(Given records Opens)

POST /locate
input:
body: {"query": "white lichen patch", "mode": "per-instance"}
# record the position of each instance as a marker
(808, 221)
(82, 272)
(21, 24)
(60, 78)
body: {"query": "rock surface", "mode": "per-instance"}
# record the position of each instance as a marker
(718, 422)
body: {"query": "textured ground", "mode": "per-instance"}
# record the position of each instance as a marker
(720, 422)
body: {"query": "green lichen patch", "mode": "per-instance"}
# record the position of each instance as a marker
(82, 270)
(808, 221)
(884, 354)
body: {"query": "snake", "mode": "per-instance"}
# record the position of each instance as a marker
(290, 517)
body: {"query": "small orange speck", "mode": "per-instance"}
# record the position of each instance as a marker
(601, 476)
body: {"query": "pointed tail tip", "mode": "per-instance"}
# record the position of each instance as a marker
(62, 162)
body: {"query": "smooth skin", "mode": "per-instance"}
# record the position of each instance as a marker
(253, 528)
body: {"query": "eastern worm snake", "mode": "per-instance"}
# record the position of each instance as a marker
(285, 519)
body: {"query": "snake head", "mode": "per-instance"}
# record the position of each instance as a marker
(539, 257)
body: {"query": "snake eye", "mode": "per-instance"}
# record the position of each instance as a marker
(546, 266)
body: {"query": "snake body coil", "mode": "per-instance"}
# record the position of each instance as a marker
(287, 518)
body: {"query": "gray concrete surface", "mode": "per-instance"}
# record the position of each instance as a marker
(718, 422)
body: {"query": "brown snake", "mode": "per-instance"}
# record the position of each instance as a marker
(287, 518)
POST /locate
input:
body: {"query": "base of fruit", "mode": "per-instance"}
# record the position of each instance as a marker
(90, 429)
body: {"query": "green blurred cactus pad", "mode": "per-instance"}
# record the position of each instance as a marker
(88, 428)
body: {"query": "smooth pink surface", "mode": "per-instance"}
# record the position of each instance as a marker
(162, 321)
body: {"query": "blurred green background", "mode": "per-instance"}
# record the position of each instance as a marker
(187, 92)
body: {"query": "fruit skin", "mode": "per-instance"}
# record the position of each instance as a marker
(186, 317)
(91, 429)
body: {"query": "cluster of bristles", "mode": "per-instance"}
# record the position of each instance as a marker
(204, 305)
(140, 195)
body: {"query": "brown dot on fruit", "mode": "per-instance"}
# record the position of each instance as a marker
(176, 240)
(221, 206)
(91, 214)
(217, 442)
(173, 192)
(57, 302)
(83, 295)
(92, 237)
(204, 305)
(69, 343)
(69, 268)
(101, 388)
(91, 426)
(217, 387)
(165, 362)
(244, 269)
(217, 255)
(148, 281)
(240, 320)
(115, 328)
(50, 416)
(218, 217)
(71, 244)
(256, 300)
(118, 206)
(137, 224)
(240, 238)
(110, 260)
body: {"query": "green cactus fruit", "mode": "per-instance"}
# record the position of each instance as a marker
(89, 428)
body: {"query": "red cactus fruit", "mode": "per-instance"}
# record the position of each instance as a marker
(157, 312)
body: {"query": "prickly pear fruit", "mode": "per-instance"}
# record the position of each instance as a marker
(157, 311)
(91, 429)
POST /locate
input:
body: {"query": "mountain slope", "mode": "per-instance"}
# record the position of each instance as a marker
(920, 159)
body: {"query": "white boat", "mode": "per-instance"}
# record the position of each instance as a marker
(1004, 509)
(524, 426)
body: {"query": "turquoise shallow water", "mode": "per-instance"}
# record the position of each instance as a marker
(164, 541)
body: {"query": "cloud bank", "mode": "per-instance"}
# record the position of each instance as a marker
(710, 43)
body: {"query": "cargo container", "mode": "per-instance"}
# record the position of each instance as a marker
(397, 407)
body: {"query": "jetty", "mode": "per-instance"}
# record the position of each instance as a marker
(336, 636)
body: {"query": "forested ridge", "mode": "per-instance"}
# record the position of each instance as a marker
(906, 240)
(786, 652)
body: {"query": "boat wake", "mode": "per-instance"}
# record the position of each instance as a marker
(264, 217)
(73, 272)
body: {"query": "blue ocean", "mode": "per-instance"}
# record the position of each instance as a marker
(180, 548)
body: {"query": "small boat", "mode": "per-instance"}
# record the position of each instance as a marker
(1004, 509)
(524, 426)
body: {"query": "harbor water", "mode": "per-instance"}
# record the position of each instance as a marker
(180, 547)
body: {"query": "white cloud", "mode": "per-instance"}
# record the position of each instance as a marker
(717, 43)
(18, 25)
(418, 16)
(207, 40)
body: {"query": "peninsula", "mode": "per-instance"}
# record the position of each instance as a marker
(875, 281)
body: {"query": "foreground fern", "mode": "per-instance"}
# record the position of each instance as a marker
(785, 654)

(Given records Closes)
(Given records Opens)

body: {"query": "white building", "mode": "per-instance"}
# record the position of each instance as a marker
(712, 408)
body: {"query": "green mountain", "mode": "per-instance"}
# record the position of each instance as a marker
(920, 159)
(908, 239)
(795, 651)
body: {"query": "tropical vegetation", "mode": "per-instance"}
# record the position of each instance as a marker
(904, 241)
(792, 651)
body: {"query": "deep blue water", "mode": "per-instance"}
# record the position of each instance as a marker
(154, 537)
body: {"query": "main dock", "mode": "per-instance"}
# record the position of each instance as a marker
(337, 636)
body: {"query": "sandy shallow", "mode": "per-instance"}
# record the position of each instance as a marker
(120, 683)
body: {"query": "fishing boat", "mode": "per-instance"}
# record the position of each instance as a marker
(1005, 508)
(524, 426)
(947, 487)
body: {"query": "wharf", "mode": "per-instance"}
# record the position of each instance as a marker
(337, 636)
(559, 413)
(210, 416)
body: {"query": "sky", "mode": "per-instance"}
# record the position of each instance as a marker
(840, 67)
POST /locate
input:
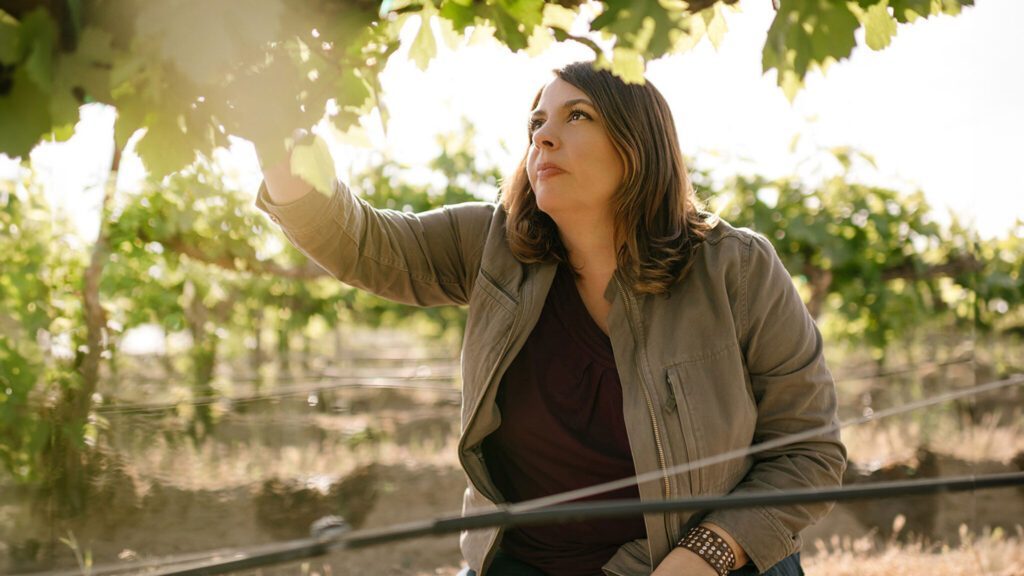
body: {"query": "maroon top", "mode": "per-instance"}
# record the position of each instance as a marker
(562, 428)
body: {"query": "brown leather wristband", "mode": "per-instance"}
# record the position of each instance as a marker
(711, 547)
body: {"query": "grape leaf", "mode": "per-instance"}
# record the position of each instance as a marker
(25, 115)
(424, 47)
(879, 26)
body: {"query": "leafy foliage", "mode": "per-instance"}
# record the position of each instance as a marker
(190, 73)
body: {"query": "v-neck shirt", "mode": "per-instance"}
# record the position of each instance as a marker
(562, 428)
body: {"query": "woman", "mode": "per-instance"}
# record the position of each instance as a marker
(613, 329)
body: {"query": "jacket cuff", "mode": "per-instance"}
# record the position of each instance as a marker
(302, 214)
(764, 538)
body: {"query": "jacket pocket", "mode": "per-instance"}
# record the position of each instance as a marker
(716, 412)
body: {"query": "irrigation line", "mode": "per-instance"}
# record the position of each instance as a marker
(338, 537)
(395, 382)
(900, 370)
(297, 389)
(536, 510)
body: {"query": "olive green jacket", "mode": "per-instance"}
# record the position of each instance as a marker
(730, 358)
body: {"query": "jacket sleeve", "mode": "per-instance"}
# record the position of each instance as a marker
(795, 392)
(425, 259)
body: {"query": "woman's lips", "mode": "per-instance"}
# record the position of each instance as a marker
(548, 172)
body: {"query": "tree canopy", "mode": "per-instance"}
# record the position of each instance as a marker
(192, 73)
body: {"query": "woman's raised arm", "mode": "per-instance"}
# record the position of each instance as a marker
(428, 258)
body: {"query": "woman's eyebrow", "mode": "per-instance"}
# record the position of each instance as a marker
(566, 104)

(Given records Closes)
(Given records Opens)

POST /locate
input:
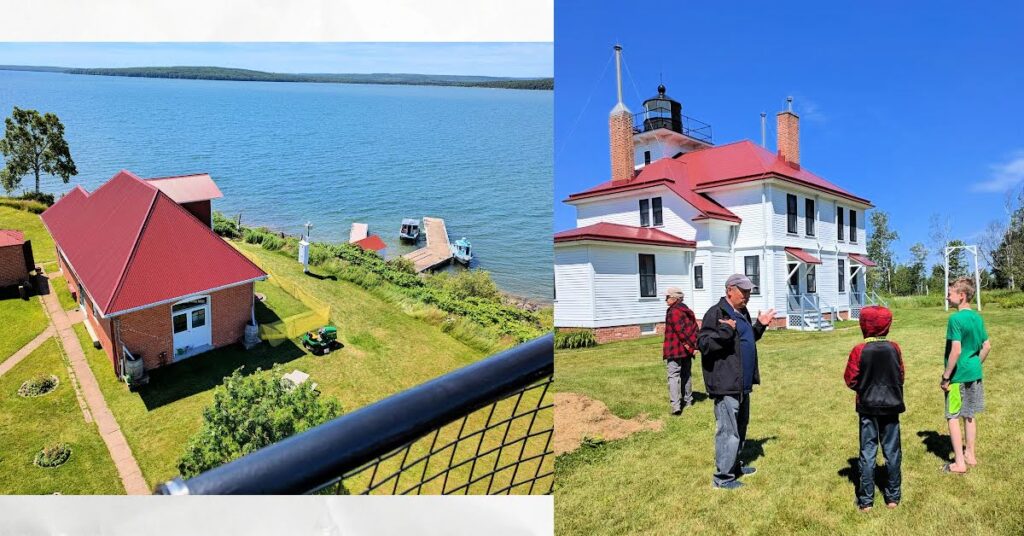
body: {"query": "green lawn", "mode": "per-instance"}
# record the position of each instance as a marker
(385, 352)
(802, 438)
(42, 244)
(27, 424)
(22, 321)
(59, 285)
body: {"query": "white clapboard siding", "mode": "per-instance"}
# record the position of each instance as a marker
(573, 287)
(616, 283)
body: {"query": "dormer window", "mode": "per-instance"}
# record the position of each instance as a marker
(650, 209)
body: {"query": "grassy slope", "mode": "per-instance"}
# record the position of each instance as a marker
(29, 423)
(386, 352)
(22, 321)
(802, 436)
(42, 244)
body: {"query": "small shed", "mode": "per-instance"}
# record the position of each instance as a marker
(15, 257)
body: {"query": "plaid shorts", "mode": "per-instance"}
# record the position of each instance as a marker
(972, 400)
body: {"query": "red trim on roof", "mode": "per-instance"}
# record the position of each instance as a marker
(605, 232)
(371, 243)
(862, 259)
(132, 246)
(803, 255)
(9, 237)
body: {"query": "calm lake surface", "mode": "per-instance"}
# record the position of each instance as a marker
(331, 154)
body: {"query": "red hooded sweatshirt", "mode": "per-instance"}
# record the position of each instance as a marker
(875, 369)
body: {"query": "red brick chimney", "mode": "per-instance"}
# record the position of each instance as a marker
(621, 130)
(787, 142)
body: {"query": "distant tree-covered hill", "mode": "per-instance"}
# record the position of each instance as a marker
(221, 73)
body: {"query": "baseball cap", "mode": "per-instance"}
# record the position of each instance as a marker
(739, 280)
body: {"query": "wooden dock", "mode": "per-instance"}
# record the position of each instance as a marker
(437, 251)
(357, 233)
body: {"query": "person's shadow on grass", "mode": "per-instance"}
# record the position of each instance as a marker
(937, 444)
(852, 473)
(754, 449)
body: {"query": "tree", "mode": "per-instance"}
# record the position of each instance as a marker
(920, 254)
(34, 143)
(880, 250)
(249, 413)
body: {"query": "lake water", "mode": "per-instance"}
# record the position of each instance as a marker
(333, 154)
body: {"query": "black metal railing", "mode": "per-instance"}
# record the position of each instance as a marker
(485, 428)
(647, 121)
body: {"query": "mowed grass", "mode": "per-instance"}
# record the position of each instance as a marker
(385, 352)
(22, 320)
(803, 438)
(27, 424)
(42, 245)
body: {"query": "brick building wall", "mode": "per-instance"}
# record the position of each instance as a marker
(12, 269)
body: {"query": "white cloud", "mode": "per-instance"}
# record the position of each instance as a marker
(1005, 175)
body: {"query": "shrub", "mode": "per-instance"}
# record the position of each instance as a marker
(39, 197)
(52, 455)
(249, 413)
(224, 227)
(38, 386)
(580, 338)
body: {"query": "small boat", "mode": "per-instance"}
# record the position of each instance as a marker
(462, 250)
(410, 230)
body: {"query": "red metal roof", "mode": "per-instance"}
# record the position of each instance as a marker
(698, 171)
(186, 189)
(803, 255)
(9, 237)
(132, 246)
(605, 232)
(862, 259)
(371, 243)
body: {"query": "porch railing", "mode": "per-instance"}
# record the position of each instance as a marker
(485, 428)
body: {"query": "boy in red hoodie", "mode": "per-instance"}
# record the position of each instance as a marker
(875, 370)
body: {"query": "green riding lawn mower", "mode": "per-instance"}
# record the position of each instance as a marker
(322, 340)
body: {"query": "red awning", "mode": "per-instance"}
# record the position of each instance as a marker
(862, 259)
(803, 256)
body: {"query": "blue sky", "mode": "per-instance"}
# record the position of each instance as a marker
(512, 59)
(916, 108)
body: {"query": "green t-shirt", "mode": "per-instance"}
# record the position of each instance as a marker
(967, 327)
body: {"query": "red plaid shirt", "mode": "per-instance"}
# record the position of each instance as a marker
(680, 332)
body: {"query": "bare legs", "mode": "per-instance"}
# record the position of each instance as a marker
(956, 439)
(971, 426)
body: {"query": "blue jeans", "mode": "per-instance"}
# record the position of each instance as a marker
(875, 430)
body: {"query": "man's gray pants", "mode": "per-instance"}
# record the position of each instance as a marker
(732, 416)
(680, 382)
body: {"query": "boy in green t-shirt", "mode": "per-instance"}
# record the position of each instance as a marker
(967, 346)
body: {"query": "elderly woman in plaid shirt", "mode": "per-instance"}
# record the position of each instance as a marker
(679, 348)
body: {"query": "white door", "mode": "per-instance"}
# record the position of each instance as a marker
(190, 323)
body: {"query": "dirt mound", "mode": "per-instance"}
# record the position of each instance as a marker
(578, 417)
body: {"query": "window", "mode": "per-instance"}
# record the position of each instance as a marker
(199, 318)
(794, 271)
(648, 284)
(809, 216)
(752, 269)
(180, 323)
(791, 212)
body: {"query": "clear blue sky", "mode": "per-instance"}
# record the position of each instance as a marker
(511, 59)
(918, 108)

(Given records Closes)

> **Exercise directions**:
Search the entries for the word "building" and pick out every line that holds it.

> **Exercise answer**:
body: {"query": "white building", "mode": "per-instance"}
body: {"query": "brick building wall", "mode": "per-instance"}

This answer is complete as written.